Aim
In the article on Zambia below, why do drivers on the Itezhi Tezhi dirt road have to keep their windows closed?
=== Article ===
Zambia – Southern Africa
© Copyright on all photographs – Allan Rufus
Zambia is known as the “Real Africa”. It is a fairly large country and has vast wild life areas. I spend a year living in the bush on the edge of the Kafue National Park, where there were not many other white people for miles, our closest friends were at The Kafue Elephant Orphanage Project which was about 30-40 minutes drive away, depending if there were elephants on the road or not. The village people around the area we were staying in were very friendly and welcoming! (Although we did have a few bad incidences with a few greedy locals who caused us some serious problems, and a bag snatched out of our car in Lusaka, the Capital City. But the locals who saw what happened apprehended the person and preceded to give him a good beating, as they don’t take to kindly to that sort of thing in Zambia, and yes we got the bag back!) Many of the village children had never seen a white man before so they were not sure what to think or do when they saw me, some where very excited, and others burst into tears. I have to admit that I am not sure what I would have thought seeing me either lol. There was no one to impress, except the local hyhena who used to howl at night, but sadly she never presented herself to me!( See last picture below)
The bridge that crosses the gourge from Zimbabwe to Zambia offers a great frontal view of one of the Wonders of the World, the Great Victoria Falls called “Mosi -oa-tunya, the smoke that thunders” by the local people. I have seen this Great Waterfall in its various states, and I have to say that when this waterfall is gushing its load in rainy season, it is something to behold. The sheer amount of water tumbling down is mind blowing, and there is no chance standing anywhere near the falls without being drenched from the spray that it spits upwards due to the volume of water flowing over this magnificent falls! The picture below was taken in the dry season, so was not as I have described above, but still a magnificent site to behold!
The road from Lusaka, the Capital to The Kafue National Park is quite an experience. One has to be wide awake to avoid the truck drivers and donkeys and seriously BIG and DEEP pot holes in the road. But once you get to the park and hit the Itezhi Tezhi dirt road then you are in for a real treat. I was born, and have lived most of my life in Africa, but I have NEVER travelled on a road like this dirt road. It MUST be the WORST dirt road in the world to travel on. Not only can you not go fast due to the pot holes and ridges, you also have to drive with your windows closed as you enter into tsetse fly territory, these flies are big and they bite, and let me tell you when they bite you, it’s not pleasant at all, and if your windows are open you can get up to 20-30 feasting on you lol. It becomes a swatting 5 hour journey full of cries of pain when one does get you!
But in between that you may be very lucky and come across a pack of wild dogs. These dogs where relaxing in the puddles of water in the heat of the day before we disturbed them. I have never seen wild dogs in the wild before, so it was a real great treat to see this mother and her pups right in front of us. You can see the long bad dirt road behind them!
=== Dataset records ===
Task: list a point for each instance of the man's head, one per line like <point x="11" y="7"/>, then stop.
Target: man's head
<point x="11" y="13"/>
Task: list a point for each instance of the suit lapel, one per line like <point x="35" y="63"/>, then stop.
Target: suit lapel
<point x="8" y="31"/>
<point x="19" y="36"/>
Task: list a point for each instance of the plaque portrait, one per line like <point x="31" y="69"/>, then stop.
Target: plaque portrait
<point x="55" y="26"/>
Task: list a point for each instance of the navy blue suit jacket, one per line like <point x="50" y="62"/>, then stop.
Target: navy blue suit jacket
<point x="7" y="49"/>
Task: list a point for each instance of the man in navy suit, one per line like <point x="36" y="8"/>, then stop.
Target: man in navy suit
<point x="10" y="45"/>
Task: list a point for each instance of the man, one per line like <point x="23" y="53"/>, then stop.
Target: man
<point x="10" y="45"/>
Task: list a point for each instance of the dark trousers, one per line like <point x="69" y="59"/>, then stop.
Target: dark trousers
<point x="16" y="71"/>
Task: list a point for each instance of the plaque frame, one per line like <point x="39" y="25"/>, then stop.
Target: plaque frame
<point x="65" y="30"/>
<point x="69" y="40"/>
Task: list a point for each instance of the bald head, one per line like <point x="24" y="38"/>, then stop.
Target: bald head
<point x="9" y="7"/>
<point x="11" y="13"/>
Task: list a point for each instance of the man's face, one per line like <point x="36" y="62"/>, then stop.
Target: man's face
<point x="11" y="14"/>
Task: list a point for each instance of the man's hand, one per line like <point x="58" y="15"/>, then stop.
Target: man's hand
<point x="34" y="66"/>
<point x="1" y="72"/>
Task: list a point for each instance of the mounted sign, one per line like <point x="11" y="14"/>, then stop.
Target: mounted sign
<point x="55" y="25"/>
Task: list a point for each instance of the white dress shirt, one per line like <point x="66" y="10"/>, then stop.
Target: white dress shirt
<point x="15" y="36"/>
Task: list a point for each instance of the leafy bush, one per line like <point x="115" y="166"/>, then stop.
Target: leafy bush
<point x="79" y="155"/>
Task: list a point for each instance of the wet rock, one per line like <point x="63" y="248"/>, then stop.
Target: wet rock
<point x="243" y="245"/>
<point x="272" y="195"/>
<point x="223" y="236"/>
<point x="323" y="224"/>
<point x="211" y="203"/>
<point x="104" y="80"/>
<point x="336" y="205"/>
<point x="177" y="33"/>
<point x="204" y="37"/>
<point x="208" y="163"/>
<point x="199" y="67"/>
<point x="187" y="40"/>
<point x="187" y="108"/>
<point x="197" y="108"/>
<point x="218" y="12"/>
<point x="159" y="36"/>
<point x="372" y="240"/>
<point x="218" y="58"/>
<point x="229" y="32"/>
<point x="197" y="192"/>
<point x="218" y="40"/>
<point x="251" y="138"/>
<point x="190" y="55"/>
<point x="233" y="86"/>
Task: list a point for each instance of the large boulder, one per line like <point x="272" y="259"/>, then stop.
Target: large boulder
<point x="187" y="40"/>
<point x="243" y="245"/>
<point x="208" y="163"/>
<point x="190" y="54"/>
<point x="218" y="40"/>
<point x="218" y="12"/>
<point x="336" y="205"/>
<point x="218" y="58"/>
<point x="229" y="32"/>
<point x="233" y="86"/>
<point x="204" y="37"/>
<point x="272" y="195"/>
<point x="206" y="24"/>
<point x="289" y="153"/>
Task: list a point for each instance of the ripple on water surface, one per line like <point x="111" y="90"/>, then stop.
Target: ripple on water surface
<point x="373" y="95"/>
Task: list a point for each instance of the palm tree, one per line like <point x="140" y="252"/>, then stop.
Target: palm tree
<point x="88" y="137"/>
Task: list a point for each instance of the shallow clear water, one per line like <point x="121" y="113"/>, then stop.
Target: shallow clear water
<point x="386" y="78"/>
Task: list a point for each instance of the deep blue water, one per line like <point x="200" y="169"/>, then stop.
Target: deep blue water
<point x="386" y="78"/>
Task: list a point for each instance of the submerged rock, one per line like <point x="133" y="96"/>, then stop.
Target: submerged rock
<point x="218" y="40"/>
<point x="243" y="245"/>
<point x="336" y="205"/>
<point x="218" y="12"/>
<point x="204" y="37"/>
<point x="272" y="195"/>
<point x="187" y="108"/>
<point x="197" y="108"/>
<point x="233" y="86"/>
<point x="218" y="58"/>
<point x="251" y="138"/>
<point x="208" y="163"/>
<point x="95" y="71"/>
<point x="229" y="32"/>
===
Output for this exercise
They have to keep their windows closed because the road enters tsetse fly territory, and the big flies bite.